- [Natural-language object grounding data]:
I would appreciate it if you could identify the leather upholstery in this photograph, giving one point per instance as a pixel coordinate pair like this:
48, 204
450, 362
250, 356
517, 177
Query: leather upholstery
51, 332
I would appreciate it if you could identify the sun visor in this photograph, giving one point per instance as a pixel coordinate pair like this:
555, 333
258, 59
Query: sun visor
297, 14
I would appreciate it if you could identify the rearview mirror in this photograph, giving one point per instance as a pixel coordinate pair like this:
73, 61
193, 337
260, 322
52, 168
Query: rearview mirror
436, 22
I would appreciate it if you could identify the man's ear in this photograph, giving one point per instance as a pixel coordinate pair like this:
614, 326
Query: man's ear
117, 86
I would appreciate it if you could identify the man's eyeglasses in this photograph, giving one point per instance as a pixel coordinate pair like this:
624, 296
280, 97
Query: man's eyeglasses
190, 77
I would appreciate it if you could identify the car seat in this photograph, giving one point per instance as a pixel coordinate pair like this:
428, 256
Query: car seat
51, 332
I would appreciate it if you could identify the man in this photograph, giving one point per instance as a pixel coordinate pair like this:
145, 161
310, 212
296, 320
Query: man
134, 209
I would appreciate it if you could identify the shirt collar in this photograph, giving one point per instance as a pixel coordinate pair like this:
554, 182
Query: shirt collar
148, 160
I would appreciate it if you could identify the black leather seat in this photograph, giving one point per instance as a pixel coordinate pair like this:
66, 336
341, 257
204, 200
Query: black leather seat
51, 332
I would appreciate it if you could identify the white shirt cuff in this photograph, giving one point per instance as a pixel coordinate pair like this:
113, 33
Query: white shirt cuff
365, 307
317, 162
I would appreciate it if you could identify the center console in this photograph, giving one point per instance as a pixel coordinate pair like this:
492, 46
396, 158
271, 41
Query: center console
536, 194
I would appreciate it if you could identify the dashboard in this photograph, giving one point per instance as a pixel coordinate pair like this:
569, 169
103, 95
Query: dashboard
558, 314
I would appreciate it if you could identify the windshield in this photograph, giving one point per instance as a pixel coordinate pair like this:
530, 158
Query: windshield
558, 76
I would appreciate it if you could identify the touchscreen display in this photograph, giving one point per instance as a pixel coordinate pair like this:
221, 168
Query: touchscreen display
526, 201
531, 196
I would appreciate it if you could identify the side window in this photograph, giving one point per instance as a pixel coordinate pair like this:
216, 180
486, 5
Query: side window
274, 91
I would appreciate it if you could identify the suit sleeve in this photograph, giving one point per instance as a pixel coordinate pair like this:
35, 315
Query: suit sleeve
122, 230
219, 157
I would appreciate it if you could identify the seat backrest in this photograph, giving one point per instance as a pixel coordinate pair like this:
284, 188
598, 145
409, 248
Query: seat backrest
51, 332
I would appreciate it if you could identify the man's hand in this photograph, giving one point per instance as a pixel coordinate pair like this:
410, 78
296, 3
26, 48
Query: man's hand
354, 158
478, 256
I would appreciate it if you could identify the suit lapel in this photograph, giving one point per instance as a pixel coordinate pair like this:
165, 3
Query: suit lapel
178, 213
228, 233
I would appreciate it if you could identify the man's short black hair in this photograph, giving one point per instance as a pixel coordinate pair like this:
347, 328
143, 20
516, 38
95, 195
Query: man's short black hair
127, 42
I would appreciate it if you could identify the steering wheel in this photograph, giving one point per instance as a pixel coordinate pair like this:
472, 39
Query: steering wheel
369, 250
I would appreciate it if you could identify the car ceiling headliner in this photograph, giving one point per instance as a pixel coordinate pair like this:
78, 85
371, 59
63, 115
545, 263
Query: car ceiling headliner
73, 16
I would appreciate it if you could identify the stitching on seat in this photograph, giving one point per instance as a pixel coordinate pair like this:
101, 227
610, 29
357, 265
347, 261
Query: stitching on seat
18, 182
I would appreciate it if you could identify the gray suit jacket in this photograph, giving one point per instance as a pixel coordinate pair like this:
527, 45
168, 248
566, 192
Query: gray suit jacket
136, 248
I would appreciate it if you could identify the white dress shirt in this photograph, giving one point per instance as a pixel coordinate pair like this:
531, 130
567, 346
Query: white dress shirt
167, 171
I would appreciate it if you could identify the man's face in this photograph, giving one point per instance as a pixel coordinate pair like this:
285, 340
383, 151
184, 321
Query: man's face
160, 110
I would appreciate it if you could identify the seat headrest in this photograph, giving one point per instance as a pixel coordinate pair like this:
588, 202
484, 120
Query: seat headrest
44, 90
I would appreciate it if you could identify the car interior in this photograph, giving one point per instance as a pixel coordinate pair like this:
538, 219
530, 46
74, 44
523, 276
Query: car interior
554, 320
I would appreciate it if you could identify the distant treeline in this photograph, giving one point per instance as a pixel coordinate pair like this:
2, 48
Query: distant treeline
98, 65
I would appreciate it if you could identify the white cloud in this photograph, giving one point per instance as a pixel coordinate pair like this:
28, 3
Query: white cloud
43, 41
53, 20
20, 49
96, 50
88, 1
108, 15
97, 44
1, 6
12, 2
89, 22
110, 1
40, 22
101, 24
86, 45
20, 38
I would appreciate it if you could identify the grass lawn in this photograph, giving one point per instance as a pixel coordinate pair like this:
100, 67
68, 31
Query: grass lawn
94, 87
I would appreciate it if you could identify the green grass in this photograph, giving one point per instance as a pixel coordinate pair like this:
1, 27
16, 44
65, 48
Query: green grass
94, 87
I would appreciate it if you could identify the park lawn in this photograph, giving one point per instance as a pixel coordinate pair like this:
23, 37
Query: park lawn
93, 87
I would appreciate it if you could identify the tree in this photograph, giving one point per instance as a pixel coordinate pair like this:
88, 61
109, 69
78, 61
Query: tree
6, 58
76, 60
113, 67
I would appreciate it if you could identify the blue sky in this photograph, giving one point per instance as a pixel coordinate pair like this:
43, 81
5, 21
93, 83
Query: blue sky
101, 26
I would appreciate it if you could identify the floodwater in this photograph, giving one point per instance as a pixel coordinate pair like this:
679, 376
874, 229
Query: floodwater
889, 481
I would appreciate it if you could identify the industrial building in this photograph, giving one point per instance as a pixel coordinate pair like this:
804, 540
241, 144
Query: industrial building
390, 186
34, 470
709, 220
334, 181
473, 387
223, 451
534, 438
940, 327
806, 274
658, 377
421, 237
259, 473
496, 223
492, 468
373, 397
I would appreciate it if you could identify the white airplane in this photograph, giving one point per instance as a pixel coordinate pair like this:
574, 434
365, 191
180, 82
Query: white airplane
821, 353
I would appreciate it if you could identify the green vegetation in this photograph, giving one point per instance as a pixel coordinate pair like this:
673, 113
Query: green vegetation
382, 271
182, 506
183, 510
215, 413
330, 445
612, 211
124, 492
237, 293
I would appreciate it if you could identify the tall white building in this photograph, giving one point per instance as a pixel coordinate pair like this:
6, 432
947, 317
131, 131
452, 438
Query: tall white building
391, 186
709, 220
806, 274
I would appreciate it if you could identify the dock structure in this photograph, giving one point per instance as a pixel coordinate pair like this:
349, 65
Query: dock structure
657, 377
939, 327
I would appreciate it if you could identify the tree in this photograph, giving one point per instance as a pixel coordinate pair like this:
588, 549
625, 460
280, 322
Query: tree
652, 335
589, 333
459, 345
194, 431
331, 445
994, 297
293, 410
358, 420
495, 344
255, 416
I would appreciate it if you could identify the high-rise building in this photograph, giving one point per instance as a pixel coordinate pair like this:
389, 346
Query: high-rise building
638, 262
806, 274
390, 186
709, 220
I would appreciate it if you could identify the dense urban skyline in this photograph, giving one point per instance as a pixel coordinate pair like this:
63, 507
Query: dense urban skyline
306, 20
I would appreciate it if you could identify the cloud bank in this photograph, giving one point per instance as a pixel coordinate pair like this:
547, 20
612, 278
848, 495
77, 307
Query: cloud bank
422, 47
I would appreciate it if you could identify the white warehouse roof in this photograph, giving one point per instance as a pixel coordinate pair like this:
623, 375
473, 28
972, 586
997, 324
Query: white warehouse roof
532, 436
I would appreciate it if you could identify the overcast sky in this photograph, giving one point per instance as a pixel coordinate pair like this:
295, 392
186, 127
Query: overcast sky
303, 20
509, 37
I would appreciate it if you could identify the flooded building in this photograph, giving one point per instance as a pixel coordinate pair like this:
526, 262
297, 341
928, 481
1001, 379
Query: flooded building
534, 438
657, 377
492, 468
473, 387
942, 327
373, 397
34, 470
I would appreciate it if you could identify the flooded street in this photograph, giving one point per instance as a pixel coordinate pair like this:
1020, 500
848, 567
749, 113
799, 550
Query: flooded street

- [WORK TASK]:
In these records, tally the lines that contain the string "street", and give only the result.

- [WRITTEN REPLY]:
2